* [Directions for this task]:
Rewrite the listing below as a numbered list, leaving out any blank lines.

* [Information given]:
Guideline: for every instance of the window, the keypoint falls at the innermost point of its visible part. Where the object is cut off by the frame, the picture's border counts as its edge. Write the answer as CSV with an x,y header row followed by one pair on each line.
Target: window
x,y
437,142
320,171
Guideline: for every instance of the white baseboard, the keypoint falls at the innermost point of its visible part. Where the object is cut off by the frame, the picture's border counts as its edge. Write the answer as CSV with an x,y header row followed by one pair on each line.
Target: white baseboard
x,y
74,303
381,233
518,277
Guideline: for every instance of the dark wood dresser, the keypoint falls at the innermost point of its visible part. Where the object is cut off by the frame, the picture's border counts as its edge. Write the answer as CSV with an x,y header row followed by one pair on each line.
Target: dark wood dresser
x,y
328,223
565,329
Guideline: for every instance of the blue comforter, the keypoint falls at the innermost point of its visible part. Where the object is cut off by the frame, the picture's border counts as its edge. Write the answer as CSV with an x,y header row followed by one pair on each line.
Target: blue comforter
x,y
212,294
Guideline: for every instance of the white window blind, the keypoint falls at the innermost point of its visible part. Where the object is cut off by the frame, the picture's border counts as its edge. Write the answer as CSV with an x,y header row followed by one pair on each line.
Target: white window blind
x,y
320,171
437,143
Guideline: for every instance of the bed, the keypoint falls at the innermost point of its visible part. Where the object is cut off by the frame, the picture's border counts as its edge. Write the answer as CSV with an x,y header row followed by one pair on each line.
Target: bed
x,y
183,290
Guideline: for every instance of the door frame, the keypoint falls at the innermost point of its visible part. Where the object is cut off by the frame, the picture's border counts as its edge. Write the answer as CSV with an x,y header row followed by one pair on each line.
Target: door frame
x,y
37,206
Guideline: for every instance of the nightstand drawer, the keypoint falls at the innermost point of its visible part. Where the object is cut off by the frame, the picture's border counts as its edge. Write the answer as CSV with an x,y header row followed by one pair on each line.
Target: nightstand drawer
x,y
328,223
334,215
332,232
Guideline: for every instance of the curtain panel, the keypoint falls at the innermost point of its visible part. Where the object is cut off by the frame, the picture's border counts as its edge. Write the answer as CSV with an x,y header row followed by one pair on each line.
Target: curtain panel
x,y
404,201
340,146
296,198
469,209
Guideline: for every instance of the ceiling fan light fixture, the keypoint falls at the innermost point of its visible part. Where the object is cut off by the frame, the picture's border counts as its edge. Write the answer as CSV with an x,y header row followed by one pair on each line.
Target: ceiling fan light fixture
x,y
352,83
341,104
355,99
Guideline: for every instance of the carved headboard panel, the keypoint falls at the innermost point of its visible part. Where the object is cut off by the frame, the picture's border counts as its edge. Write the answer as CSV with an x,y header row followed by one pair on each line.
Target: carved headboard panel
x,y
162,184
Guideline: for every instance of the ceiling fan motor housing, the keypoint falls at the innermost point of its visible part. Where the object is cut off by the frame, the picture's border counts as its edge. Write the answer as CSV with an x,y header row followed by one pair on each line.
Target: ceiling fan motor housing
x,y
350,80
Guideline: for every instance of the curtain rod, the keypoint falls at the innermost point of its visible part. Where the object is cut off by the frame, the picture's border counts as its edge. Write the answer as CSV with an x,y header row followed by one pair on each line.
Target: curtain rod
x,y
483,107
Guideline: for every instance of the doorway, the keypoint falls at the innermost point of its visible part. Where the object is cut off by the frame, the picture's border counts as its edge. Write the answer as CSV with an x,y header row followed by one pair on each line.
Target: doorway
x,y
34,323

* [Response for this exercise]:
1. Guideline: for every instance of the window, the keypoint falls at the innermost point of its visible part. Where the object is cut off by the frame, the picture's border counts as its edge. Write the answer as CSV with an x,y header row followed by one pair on each line.
2. Target: window
3. x,y
4. 437,142
5. 320,171
6. Guideline: for every instance of the white baseboard, the keypoint falls at the innermost point of its visible part. Where the object is cut off by the frame, the picture's border counts as its edge. Write the answer as CSV with an x,y header row followed by one pair on each line.
7. Target: white baseboard
8. x,y
9. 74,303
10. 381,233
11. 518,277
12. Guideline: for every instance of the dark wood dresser, the keypoint falls at the innermost point of its visible part. Where the object is cut off by the frame, the picture's border counts as its edge. Write the answer as CSV with an x,y header row followed by one pair on each line.
13. Target: dark wood dresser
14. x,y
15. 328,223
16. 565,329
17. Guideline: for every instance of the blue comforter, the keypoint falls at the innermost point of its visible part. Where the object is cut off by the frame, the picture's border counts as its edge. Write the answer as CSV with an x,y header row followed by one pair on each line.
18. Target: blue comforter
19. x,y
20. 212,294
21. Guideline: for every instance of the white window blind, the keypoint falls at the innermost point of its visible part. Where the object is cut off by the frame, the picture's border counts as its edge. Write the answer as CSV with an x,y header row followed by one pair on each line.
22. Target: white window blind
23. x,y
24. 320,171
25. 437,143
26. Guideline: for every instance of the bed, the keypoint falls at the innermost point of its visible part. Where the object is cut off by the frame, the picture's border counts as its edge. Write the answer as CSV with an x,y header row followed by one pair on each line.
27. Target: bed
28. x,y
29. 183,290
30. Guideline: for every instance of the door frame, the keypoint falls at the innermost point of its visible part. Where the object is cut off by the frame, the picture's border counts as its edge. Write the answer as CSV with an x,y header row followed by one pair on each line.
31. Target: door frame
32. x,y
33. 37,206
34. Guideline: for every instance of the nightstand drawer, the keypoint falls at the innermost point of its visible part. Where the object is cut off by the frame, the picture's border counts as its edge. Write the answer as CSV with an x,y header row followed by one pair on each line.
35. Target: nightstand drawer
36. x,y
37. 328,223
38. 334,215
39. 332,232
40. Guideline: for every instance of the curtain panel, the keypoint falls at the innermost point of its visible part. Where the object is cut off by the frame, the picture's border counts as its edge. Write the answer as CSV with an x,y header row followed by one pair on each line.
41. Target: curtain panel
42. x,y
43. 404,201
44. 340,146
45. 296,198
46. 469,209
47. Guideline: for every instance of the ceiling fan light fixture, the keypoint falls at the innermost point of its visible part. Where the object is cut off by the frame, the picture's border counts as its edge. Write the answer as CSV with an x,y header row followed by one pair on each line.
48. Target: ceiling fan light fixture
49. x,y
50. 352,83
51. 341,104
52. 355,99
53. Guideline: for every instance of the carved headboard panel, the keypoint falls at the innermost point of its visible part. Where the object is cut off by the frame, the picture's border counts as its edge. Write the answer as CSV with an x,y header row followed by one pair on each line.
54. Target: carved headboard panel
55. x,y
56. 162,184
57. Guideline: for every instance of the ceiling fan motor housing, the keypoint falls at the innermost point of its visible part. Where the object is cut off by the frame, the picture's border counts as its edge. Write the answer as CSV with an x,y header row followed by one pair on each line.
58. Target: ceiling fan motor housing
59. x,y
60. 350,80
61. Guideline: for every instance of the curtain rod, the keypoint falls at the innermost point of its visible part. Where the object is cut off by the frame, the picture's border counts as its edge. Write the answer as CSV with an x,y header row followed by one pair on each line.
62. Target: curtain rod
63. x,y
64. 483,107
65. Guideline: for every instance of the doorway, the keypoint falls at the innermost point of its visible part. Where the object is cut off by the frame, the picture's border counts as its edge. Write the answer as CSV with an x,y header row followed by one pair on each line.
66. Target: doorway
67. x,y
68. 34,323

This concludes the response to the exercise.